• WHAT THIS TASK INVOLVES
Could you show each line of the records that contains the word "black"?
START INPUT FOR THIS TASK
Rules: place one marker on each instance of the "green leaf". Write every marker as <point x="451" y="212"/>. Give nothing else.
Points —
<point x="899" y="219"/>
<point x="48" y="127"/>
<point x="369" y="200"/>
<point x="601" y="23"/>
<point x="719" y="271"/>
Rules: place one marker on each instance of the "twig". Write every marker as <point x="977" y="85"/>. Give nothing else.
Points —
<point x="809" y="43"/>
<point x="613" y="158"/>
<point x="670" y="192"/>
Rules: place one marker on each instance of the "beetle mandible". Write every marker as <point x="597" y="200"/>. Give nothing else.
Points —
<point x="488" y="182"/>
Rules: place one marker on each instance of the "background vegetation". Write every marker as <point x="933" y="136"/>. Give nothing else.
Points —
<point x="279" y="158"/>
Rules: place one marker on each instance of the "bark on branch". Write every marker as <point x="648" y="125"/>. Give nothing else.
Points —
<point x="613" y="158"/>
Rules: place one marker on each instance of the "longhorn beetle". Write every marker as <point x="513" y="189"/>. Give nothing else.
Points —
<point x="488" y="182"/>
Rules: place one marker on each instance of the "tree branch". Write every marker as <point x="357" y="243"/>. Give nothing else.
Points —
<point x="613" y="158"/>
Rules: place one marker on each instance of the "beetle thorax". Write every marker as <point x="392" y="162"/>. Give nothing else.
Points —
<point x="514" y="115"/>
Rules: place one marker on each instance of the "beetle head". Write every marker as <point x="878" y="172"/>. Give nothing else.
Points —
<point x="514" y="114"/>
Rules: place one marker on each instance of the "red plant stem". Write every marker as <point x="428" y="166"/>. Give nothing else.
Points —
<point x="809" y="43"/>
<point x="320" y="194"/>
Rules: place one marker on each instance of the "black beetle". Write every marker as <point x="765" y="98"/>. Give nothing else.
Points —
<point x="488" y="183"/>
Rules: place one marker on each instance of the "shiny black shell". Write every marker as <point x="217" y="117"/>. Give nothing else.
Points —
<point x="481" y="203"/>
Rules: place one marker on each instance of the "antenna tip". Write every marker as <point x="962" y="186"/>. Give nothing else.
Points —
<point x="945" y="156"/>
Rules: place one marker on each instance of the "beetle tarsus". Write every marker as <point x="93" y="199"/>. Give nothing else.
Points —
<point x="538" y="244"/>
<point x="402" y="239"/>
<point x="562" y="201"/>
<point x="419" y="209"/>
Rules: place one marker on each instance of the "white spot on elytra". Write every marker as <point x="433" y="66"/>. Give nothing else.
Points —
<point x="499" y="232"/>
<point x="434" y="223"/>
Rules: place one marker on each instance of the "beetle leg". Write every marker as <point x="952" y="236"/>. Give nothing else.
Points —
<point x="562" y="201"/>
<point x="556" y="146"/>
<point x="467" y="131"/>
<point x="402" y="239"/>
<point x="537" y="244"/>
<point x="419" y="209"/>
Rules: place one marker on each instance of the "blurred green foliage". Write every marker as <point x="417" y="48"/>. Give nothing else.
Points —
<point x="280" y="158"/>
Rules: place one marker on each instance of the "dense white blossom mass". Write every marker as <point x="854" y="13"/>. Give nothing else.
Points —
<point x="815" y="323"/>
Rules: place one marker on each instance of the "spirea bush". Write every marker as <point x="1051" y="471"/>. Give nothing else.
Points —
END INPUT FOR THIS TASK
• ANSWER SECTION
Rules: place one marker on each instance of the "black beetle". Write every marker as <point x="765" y="98"/>. Give nothing else.
Rules: place one marker on each instance of the "shiny black shell". Write every marker as <point x="217" y="117"/>. Give nothing else.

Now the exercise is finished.